== Yapılacak İş ==
Aşağıdaki kayıtların tüm satırlarını hiçbir değişiklik yapmadan olduğu gibi yazınız.

== Kaynak Veriler ==

....

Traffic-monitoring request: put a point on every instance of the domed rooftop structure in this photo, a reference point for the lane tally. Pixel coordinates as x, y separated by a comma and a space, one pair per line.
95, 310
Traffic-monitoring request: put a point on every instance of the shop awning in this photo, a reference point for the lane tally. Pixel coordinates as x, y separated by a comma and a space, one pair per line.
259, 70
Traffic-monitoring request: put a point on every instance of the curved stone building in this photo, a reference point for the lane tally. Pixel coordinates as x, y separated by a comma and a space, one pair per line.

....

== Çözüm ==
Traffic-monitoring request: put a point on every instance of the domed rooftop structure in this photo, a reference point for the lane tally. Pixel coordinates as x, y separated by a comma and a space, one pair per line.
95, 310
Traffic-monitoring request: put a point on every instance of the shop awning in this photo, a reference point for the lane tally. Pixel coordinates as x, y separated by a comma and a space, one pair per line.
259, 70
Traffic-monitoring request: put a point on every instance of the curved stone building in this photo, a reference point for the lane tally. Pixel coordinates as x, y separated by a comma and a space, one pair per line.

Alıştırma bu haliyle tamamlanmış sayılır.